Rewrite the passage about the Colonial Pipeline attack between "Elected officials and" and "in Alpharetta, Ga.", inclusive, changing "cyber-attack" to "cyberattack" wherever it appears.

Excerpted text:
______

Elected officials and policymakers debating how extensive an infrastructure plan should be overlooked a key element.

On May 7, hackers disrupted the Colonial Pipeline through a cyber-attack. They used malware to extort money from Colonial Pipeline Co., headquartered in Alpharetta, Ga.

The pipeline runs from Houston to the Port of New York and New Jersey. The company paid $4.4 million to a group identified as DarkSide. Hackers then sent the firm software to unlock the system.

This was the largest cyber-attack on an oil operation in U.S. history. Security analysts regularly assess the weaknesses of the nation’s power grid and consider how to thwart attacks. The incident involving Colonial Pipeline, however, contained some surprises.

“For years, government officials and industry executives have run elaborate simulations of a targeted cyber-attack on the power grid or gas pipelines in the United States, imagining how the country would respond. But when the real, this-is-not-a-drill moment arrived, it didn’t look anything like the war games,” according to a story published Tuesday by the New York Times. “The attacker was not a terror group or a hostile state like Russia, China or Iran, as had been assumed in the simulations. It was a criminal extortion ring. The goal was not to disrupt the economy by taking a pipeline offline but to hold corporate data for ransom. The most visible effects — long lines of nervous motorists at gas stations — stemmed not from a government response but from a decision by the victim, Colonial Pipeline, which controls nearly half the gasoline, jet fuel and diesel flowing along the East Coast, to turn off the spigot. It did so out of concern that the malware that had infected its back-office functions could make it difficult to bill for fuel delivered along the pipeline or even spread into the pipeline’s operating system. What happened next was a vivid example of the difference between tabletop simulations and the cascade of consequences that can follow even a relatively unsophisticated attack. The after-effects of the episode are still playing out, but some of the lessons are already clear and demonstrate how far the government and private industry have to go in preventing and dealing with cyber-attacks and in creating rapid backup systems for when critical infrastructure goes down.”

______

Records supplied:
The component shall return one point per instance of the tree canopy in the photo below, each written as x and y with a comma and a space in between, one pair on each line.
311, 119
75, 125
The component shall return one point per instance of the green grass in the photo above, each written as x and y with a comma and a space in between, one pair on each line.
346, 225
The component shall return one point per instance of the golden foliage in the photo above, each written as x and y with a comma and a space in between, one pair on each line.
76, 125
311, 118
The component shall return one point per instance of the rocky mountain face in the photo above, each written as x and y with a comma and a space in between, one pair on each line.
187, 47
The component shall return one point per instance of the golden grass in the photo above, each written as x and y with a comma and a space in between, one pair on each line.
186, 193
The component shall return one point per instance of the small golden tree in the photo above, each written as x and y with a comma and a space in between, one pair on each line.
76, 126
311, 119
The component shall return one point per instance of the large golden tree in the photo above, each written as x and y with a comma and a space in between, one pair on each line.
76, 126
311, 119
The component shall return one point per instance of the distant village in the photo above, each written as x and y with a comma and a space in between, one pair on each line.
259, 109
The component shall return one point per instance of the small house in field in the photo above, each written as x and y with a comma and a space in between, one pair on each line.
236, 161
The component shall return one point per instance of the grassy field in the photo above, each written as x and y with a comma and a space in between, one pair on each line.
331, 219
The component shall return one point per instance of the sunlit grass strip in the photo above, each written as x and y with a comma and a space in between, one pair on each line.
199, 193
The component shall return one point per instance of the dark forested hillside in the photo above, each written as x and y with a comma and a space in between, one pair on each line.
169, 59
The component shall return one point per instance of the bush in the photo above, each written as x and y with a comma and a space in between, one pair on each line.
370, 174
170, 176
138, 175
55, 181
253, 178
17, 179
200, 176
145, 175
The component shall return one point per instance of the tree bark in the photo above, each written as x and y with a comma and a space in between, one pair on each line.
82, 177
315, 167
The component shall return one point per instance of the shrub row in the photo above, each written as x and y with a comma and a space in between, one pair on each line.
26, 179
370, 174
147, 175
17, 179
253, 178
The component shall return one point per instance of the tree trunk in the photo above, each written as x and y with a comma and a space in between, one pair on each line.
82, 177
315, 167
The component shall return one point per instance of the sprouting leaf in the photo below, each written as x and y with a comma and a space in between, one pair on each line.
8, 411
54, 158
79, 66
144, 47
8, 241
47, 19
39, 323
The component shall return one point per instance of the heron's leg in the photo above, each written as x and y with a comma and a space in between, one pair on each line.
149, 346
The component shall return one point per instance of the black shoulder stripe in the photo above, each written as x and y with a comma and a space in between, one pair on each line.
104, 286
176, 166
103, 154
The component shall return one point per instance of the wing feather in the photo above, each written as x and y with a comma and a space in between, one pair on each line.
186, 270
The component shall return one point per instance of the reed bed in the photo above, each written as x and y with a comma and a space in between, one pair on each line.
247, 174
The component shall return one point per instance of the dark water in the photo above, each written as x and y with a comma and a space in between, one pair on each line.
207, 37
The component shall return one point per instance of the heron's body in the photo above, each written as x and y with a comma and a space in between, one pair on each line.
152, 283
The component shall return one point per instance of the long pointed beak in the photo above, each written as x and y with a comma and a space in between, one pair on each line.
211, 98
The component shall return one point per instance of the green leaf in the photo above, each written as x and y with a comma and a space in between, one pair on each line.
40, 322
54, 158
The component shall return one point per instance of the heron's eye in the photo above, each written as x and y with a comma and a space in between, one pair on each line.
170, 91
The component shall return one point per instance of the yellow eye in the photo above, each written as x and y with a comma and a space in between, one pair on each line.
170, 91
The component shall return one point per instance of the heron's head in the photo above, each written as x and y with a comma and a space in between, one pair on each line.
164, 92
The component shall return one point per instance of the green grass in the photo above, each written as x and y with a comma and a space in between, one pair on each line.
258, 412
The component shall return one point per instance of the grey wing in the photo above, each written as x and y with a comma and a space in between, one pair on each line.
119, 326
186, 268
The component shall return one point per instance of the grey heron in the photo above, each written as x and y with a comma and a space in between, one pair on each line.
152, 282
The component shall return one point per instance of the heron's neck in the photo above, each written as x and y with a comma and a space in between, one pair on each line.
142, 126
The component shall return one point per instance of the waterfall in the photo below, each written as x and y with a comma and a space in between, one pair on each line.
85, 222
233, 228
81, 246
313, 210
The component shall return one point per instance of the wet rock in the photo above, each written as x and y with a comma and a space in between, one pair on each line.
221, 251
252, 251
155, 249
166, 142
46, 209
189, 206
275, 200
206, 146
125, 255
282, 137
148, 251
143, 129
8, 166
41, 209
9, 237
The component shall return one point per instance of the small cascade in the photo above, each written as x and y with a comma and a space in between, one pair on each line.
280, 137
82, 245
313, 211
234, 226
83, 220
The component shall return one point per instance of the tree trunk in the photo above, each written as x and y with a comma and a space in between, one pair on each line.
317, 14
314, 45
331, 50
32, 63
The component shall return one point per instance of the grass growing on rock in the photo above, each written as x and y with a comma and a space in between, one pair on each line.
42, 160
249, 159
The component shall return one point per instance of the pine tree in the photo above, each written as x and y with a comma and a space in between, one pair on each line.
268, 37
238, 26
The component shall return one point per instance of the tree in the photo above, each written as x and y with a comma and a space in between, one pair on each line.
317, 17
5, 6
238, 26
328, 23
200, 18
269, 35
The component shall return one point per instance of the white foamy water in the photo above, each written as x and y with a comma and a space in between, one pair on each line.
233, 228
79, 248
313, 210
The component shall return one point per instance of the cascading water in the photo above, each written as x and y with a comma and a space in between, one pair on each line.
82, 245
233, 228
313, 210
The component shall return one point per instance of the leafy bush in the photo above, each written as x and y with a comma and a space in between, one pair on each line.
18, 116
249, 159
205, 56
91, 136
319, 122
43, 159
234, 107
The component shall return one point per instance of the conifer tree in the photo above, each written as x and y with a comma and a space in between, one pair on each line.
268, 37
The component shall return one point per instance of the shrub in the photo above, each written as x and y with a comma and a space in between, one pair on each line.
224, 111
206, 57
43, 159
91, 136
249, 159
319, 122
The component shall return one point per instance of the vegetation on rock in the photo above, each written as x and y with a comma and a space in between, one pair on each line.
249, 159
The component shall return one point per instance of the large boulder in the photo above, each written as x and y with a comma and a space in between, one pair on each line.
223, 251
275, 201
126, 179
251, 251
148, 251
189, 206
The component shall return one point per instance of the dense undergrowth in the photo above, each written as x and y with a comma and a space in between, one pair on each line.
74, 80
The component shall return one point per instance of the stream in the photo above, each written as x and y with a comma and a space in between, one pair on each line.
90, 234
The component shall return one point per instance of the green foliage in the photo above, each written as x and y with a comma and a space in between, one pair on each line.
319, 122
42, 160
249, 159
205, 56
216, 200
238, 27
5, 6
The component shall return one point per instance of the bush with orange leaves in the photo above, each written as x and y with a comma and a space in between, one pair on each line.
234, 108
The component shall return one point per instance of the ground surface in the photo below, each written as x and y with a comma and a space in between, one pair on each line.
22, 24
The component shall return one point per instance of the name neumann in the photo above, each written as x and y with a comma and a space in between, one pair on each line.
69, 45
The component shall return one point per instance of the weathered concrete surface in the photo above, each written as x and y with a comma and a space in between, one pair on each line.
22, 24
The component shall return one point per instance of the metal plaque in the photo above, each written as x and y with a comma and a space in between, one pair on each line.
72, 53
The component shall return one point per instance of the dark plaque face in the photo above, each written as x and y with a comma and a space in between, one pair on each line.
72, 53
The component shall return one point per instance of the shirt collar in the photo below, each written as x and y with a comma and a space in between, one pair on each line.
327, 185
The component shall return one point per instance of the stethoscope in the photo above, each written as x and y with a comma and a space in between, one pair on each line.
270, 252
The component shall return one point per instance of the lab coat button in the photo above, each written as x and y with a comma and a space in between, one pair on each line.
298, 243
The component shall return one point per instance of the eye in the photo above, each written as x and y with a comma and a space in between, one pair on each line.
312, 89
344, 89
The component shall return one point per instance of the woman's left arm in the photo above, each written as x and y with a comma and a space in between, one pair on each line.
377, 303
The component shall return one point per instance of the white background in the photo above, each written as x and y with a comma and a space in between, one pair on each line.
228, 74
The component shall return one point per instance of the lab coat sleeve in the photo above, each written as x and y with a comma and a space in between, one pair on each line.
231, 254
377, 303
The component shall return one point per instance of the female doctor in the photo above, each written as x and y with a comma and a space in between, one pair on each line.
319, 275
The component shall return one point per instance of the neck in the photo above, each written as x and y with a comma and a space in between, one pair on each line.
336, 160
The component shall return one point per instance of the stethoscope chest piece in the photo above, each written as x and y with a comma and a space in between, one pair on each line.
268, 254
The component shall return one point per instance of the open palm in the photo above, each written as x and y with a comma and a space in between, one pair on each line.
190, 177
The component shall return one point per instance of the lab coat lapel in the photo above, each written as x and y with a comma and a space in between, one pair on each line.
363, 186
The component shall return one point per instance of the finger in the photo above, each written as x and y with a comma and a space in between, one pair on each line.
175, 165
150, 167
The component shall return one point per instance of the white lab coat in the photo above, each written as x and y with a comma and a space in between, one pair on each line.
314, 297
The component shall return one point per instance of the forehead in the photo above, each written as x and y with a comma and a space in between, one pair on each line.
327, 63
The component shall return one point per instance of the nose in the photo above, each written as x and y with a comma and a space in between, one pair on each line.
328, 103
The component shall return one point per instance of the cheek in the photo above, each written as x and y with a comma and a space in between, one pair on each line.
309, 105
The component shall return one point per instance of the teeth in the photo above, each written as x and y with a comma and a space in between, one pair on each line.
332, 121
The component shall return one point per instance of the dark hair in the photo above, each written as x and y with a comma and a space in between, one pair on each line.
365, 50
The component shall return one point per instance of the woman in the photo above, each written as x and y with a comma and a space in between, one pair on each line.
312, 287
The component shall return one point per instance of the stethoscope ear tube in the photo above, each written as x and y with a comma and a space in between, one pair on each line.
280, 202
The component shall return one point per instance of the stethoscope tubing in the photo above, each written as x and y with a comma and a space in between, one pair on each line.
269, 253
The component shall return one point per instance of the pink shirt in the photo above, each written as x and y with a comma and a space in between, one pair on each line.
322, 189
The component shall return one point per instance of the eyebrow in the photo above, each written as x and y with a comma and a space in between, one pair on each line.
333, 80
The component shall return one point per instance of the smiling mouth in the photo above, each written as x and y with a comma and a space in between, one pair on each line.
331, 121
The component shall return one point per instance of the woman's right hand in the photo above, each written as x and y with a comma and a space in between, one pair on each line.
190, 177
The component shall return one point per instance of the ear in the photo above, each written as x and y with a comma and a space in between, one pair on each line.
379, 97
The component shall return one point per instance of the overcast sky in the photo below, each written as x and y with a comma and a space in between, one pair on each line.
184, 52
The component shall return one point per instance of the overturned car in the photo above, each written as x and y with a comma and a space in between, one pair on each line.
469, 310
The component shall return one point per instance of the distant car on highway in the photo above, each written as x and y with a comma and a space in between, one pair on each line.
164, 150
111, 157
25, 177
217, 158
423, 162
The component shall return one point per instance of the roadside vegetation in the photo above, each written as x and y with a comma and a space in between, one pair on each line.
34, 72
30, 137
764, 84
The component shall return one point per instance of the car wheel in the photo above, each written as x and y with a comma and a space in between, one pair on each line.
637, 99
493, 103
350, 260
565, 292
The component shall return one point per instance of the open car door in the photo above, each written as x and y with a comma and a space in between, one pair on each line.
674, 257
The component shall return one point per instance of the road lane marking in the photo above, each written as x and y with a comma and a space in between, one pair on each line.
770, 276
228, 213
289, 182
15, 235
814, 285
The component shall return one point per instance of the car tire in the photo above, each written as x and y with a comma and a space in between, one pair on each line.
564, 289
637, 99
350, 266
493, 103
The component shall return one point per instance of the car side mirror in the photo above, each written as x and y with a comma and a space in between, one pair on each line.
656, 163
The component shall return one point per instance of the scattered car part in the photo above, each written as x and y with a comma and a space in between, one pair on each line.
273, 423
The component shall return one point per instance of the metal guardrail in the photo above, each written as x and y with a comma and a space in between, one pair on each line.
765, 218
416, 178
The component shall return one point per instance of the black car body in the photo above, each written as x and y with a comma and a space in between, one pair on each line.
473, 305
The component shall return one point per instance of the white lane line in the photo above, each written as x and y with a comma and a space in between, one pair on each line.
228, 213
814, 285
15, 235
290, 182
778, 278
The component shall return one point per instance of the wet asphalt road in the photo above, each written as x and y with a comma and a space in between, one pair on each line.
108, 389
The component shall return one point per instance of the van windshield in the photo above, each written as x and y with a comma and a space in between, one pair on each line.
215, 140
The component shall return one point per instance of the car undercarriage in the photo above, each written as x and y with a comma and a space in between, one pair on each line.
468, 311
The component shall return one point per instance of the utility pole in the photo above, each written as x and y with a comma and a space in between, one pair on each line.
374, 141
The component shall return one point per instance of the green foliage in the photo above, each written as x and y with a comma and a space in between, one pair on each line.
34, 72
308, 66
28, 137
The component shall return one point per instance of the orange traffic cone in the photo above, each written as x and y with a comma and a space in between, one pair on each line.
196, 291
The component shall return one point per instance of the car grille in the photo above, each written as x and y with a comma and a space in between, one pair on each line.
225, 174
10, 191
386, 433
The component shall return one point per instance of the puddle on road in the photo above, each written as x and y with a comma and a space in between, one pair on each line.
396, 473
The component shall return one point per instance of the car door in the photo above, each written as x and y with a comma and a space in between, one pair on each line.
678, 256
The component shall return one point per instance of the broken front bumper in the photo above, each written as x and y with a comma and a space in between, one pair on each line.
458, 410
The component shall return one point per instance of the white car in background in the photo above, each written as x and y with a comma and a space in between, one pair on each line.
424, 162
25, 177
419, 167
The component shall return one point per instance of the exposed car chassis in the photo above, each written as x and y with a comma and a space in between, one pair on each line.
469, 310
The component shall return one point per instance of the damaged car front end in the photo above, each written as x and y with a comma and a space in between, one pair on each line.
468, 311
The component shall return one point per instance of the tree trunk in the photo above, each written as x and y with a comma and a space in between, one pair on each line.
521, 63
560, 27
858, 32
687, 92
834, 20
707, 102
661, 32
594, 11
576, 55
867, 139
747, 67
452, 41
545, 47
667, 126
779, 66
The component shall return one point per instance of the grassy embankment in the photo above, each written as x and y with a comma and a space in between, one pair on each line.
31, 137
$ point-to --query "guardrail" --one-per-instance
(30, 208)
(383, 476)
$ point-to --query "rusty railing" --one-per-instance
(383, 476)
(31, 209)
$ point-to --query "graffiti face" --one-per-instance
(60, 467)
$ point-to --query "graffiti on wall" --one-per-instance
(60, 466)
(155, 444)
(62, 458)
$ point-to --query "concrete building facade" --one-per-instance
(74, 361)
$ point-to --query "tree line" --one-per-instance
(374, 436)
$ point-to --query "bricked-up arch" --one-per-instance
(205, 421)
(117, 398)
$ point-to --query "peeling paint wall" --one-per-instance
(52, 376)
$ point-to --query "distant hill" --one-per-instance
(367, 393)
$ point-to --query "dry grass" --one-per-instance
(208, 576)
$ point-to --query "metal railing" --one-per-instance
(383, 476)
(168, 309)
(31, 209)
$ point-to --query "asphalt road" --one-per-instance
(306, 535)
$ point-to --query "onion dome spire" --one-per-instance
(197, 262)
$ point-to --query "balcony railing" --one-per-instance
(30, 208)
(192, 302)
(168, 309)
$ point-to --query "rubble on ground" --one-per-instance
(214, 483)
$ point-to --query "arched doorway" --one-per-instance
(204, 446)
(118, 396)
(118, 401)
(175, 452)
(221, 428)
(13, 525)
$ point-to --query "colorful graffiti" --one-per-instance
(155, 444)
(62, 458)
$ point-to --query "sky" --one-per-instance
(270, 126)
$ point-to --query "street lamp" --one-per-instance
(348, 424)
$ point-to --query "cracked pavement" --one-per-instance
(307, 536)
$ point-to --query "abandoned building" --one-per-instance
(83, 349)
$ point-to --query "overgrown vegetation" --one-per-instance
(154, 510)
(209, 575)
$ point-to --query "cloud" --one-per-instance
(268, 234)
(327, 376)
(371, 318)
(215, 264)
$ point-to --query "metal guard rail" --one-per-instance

______

Exercise result:
Elected officials and policymakers debating how extensive an infrastructure plan should be overlooked a key element.

On May 7, hackers disrupted the Colonial Pipeline through a cyberattack. They used malware to extort money from Colonial Pipeline Co., headquartered in Alpharetta, Ga.